**** EXTRACTED INFORMATION

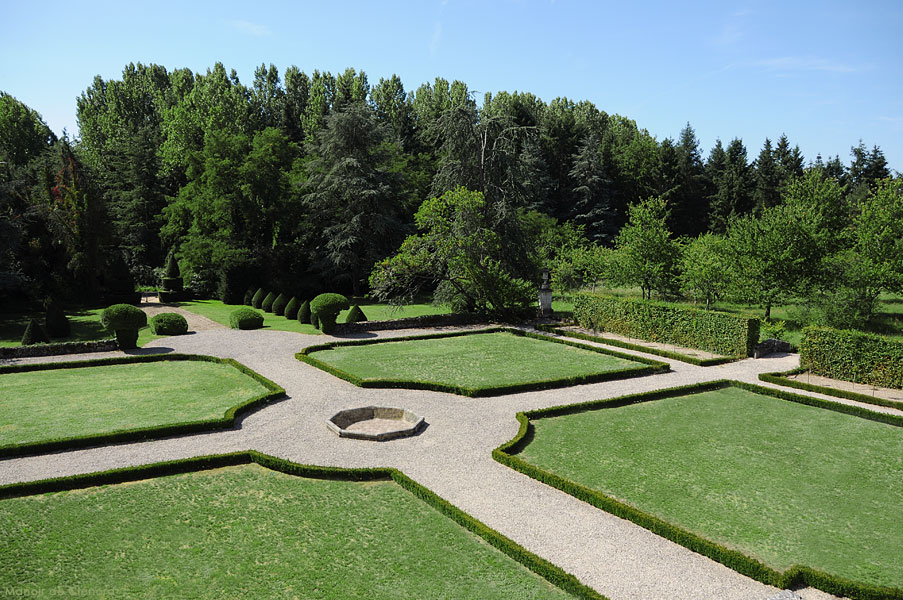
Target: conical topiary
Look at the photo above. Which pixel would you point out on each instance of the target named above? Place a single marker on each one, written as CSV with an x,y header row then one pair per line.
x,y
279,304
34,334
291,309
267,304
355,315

********
**** EXTRACTED INFORMATION

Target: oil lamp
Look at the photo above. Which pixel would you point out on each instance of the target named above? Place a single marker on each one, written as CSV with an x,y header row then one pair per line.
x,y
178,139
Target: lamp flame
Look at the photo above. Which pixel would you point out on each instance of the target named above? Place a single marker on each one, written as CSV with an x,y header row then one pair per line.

********
**** EXTRACTED INFORMATION

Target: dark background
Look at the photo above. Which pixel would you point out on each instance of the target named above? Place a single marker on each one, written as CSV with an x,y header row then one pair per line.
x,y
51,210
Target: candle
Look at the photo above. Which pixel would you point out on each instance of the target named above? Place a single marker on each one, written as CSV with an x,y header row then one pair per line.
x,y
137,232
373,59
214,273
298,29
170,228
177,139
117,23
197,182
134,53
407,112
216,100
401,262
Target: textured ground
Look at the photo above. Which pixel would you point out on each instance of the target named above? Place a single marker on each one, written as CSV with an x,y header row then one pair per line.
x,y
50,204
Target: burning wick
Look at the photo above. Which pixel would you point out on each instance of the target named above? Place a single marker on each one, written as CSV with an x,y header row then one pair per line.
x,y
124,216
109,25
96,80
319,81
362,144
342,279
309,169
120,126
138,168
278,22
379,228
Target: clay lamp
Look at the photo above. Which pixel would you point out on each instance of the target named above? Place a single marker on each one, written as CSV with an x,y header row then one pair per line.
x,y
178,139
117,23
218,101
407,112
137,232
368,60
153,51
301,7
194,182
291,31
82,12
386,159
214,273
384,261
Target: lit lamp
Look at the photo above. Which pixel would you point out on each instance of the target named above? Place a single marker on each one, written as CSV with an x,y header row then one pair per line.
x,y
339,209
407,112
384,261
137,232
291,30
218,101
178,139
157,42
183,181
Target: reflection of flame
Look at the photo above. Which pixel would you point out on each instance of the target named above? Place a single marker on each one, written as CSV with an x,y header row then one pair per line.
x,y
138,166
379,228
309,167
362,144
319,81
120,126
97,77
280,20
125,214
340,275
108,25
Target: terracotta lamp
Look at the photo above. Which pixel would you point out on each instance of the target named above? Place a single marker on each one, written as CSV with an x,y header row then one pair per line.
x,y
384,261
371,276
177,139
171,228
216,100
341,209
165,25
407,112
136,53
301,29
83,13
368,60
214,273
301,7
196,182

********

Extract each line of the items above that contains the string "flame", matching letter case exactly.

Target: lamp flame
Target: reflection of flame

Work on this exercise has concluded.